→ **TEXTO PROPORCIONADO**:

----------------

No sé si hay un adjetivo en español para "loira sarada" pero una "rubia despampanante y espectacular" puede serlo cualquier rubia que haya nacido así, por ejemplo Gisele Bündchen, es una rubia espectacular pero es delgadísima.

Una "loira sarada" es una chica con el cuerpo esculpido en el gimnasio.

También quisiera saber el adjetivo


----------



## Giorgio Lontano

amistad2008 said:


> ¡Hola, Pilar!
> 
> No sé si hay un adjetivo en español para "loira sarada" pero una "rubia despampanante y espectacular" puede serlo cualquier rubia que haya nacido así, por ejemplo Gisele Bündchen, es una rubia espectacular pero es delgadísima.
> 
> Una "loira sarada" es una chica con el cuerpo esculpido en el gimnasio.
> 
> También quisiera saber el adjetivo


 
 *Rubia escultural*.

Abraços.


----------



## amistad2008

Giorgio Lontano said:


> *Rubia escultural*.
> 
> Abraços.

----------------

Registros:
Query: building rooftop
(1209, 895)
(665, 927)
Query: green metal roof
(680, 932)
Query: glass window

----------------

→ **CONJUNTO DE TAREAS**:
1) Resume en dos oraciones el hilo del foro sobre la expresión «loira sarada».
2) Traduce al inglés esta oración del hilo del foro: «Una "loira sarada" es una chica con el cuerpo esculpido en el gimnasio.»

→ **RESULTADOS DE TAREAS**:
1) amistad2008 explica que una «loira sarada» es una chica con el cuerpo esculpido en el gimnasio, a diferencia de una «rubia despampanante y espectacular», que puede ser cualquier rubia nacida así, y pregunta por el adjetivo equivalente en español. Giorgio Lontano responde proponiendo «rubia escultural».

2) A "loira sarada" is a girl with a body sculpted at the gym.